**Material for this exercise:**
------
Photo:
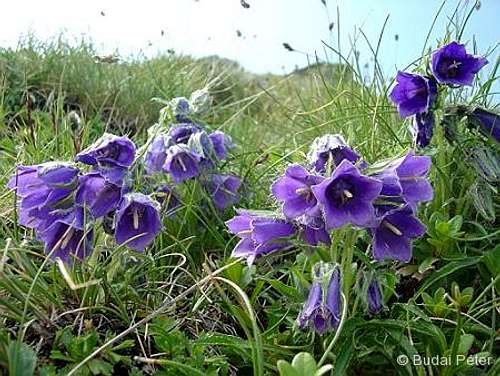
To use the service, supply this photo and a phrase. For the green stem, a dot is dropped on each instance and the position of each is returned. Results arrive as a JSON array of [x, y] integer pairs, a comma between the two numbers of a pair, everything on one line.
[[455, 343]]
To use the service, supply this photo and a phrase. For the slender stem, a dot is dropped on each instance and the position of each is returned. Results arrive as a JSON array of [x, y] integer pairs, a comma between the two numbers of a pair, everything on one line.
[[337, 333], [164, 307]]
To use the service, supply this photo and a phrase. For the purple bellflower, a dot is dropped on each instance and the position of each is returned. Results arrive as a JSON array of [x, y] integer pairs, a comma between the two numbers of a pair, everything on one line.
[[330, 149], [413, 93], [407, 177], [347, 197], [323, 308], [182, 163], [137, 221], [224, 190], [259, 234], [68, 237], [43, 190], [294, 190], [111, 155], [422, 129], [394, 233], [97, 194], [451, 64]]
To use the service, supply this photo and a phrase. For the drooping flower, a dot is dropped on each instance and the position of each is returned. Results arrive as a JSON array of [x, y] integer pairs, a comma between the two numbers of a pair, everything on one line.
[[374, 297], [181, 133], [69, 236], [181, 163], [294, 190], [314, 231], [451, 64], [322, 310], [486, 121], [423, 128], [407, 176], [221, 144], [137, 221], [394, 233], [413, 93], [156, 154], [347, 196], [259, 234], [97, 194], [330, 148], [111, 155], [42, 189], [224, 190]]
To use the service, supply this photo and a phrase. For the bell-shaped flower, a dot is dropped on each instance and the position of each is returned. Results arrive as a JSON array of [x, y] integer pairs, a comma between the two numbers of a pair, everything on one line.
[[111, 155], [323, 308], [182, 163], [422, 129], [407, 177], [330, 149], [393, 234], [69, 236], [259, 234], [97, 194], [413, 94], [224, 190], [294, 190], [42, 189], [347, 197], [451, 64], [137, 221]]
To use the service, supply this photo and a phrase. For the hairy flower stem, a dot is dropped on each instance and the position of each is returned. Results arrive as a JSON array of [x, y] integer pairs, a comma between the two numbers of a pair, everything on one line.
[[449, 371], [337, 333]]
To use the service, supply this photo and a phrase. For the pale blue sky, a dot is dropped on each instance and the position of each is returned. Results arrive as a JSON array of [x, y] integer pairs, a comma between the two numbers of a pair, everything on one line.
[[208, 27]]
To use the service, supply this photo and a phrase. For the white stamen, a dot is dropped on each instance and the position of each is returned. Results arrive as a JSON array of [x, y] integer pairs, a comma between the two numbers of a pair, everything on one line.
[[392, 228], [183, 166], [67, 237], [347, 194], [135, 216]]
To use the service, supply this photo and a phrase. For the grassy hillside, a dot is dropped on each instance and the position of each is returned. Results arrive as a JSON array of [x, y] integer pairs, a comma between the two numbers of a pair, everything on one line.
[[171, 310]]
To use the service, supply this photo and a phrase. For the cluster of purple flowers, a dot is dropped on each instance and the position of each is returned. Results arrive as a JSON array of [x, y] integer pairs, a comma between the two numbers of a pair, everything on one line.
[[338, 188], [416, 95], [62, 203], [184, 150]]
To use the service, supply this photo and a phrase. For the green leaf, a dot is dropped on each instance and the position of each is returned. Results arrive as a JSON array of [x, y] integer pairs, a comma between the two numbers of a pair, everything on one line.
[[445, 271], [304, 364], [466, 341], [22, 359], [323, 370], [286, 369]]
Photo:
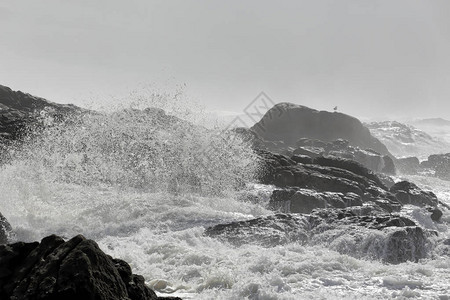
------
**Problem to solve:**
Repeat the records exactly, without the pictures.

**Your solution:**
Photo:
To use the service, supply this photo and a phrase. For the green stem, a dot is dropped on each instance and the position of each is returned. Results arrive as a JSON array of [x, y] integer pairs, a comma between the two numbers of a pair, everything on one line.
[[455, 343]]
To use the service, supply this photo and a phrase. For the slender stem, a dot is dropped on each instance and the position of each is returned. Results arrive as a JSON array of [x, y] integer pairs, a comma between the two numbers of a pair, everything on one line.
[[337, 333], [164, 307]]
To use the service, supply this photo and a phrase. For the purple bellflower, a dot is dropped on each instance and the position of each is returned. Results arrive as a JSON array of [x, y] integer pairs, a comma between the two numbers of a pair, everything on one line.
[[330, 149], [413, 93], [407, 177], [347, 197], [323, 308], [182, 163], [137, 221], [224, 190], [259, 234], [68, 237], [43, 190], [294, 190], [111, 155], [422, 129], [394, 233], [97, 194], [451, 64]]
To use the service, supply this photo and a phrase. For the drooping flower, a dot is dropped on each instance and the position of each is returned. Results arrive as a JSON array of [x, y] integer pairs, a comma between the two numbers of a pair, everything on one line.
[[374, 297], [181, 133], [69, 236], [181, 163], [294, 190], [314, 231], [451, 64], [322, 310], [486, 121], [423, 128], [407, 176], [221, 144], [137, 221], [394, 233], [413, 93], [156, 154], [347, 196], [259, 234], [97, 194], [330, 148], [111, 155], [42, 189], [224, 190]]
To use the service, supply this photo and a phrase. For the bell-shaped flower, a dot is dropped on each instance and the position of each is returned. Results arrive as a JSON array of [x, y] integer pairs, a comma between the two numbers of a pair, everything on one line.
[[111, 155], [323, 308], [182, 163], [422, 129], [407, 177], [330, 149], [393, 234], [69, 236], [259, 234], [97, 194], [413, 94], [224, 190], [294, 190], [42, 189], [347, 197], [451, 64], [137, 221]]
To use the service, supply this photo and a phrase. For the hairy flower stem, a dot is dropped on each instance and the position of each is returned. Results arrive as a JSON array of [x, y] integer pairs, a comma between the two numbers of a pair, everything on one line.
[[449, 371], [337, 333]]
To use the service, supply this photo and a phrase. For the pale blue sky, a dot is dropped on each instance and the position of each is returned. Results arrive as a JSON array of [x, y] integer pairs, a comma between the two numbers of a pair, everything on one line.
[[208, 27]]
To use the service, supply this photo and a phrase. For the white stamen, a dot is dropped on each instance and the position of each is returned. Results arrive as a JSON array of [x, y] integer pairs, a comma between the two numbers of a pair, everything on one line.
[[392, 228], [183, 166], [67, 237], [347, 194], [135, 216]]
To use the service, supply this photo and a phrase. For the grassy hillside, a dot is dropped on each instance and the position of each is returned. Results arrive as a JSON array of [x, y] integer pairs, a comma between the two numbers of a pair, everything on one line.
[[171, 310]]
To use the service, supply this photo and a phrase. For the cluster of purple flowers, a dot is dropped on each instance and the position of each is returned. Results arrive as a JSON array of [x, y] integer pairs, a comma between the two numbers of a pair, everything on one line.
[[338, 188], [416, 95], [62, 203], [184, 150]]
To use the service, supply this photo and a phrase. For the green leaf, a dot is dropped on each instance and the position of each is returned. Results arrive as a JSON array of [x, y] integer pairs, a comma between the two numbers of a pair, everything on one line.
[[445, 271], [304, 364], [466, 341], [22, 359], [323, 370], [286, 369]]
Photo:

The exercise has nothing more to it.